Passage shown =
The Paris Coalition of the Willing gathering, which officially includes more than 30 pro-Ukraine nations, brought roughly 25 heads of state and government to the French capital. The high turnout is widely interpreted as a public demonstration of long-term European commitment to Ukraine, and a unified warning to Moscow amid ongoing Russian efforts to test European resilience against escalation. In a separate development Monday, French Foreign Minister Jean-Noël Barrot announced that France would summon the Russian ambassador to Paris and impose new sanctions on Russian hackers, in response to what Barrot described as “a vast cyber campaign aimed at sabotage and espionage, carried out by Russia in about 10 European countries.”

The spillover impact of the war is already being felt by Ukraine’s neighboring countries. On Monday, Moldova’s Ministry of Foreign Affairs confirmed that a drone launched during Russian overnight attacks on Ukraine’s Odesa region crashed and detonated on Moldovan territory, calling the incident “serious and unacceptable.”

Zelenskyy’s trip to Paris also comes against a backdrop of major domestic and political shifts in Kyiv and Washington. The visit follows the recent passing of U.S. Senator Lindsey Graham, one of Kyiv’s most steadfast supporters in Washington, whose death has raised Ukrainian concerns over future U.S. support. It also comes amid an ongoing major government reshuffle in Kyiv, which saw Prime Minister Yulia Svyrydenko step down from her post on Sunday.

Data section =

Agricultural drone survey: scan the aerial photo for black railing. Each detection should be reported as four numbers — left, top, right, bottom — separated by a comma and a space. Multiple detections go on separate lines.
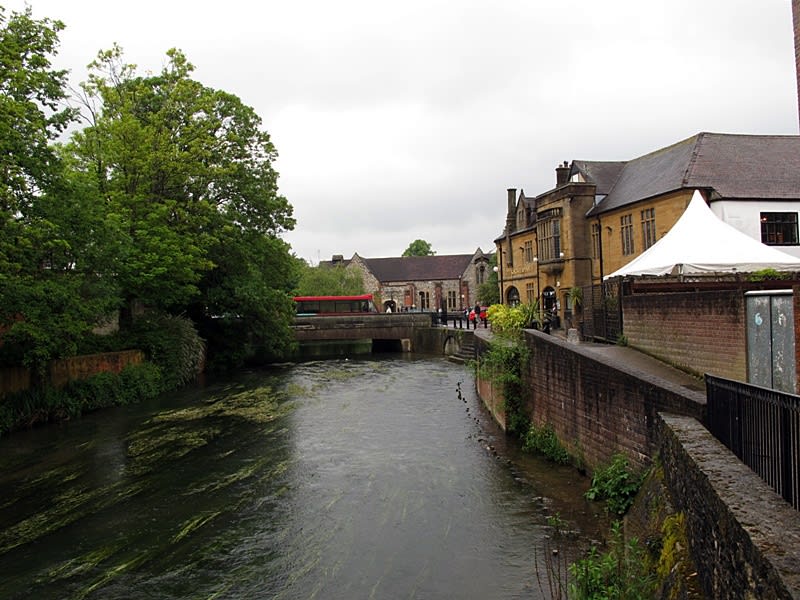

Task brief =
In the passage on the Paris gathering, why did France say it would summon the Russian ambassador and impose new sanctions on Russian hackers? Answer in one to three sentences. The listing is separate material and has no connection to the text.

Expected answer =
France took these steps in response to what Foreign Minister Jean-Noël Barrot described as "a vast cyber campaign aimed at sabotage and espionage, carried out by Russia in about 10 European countries."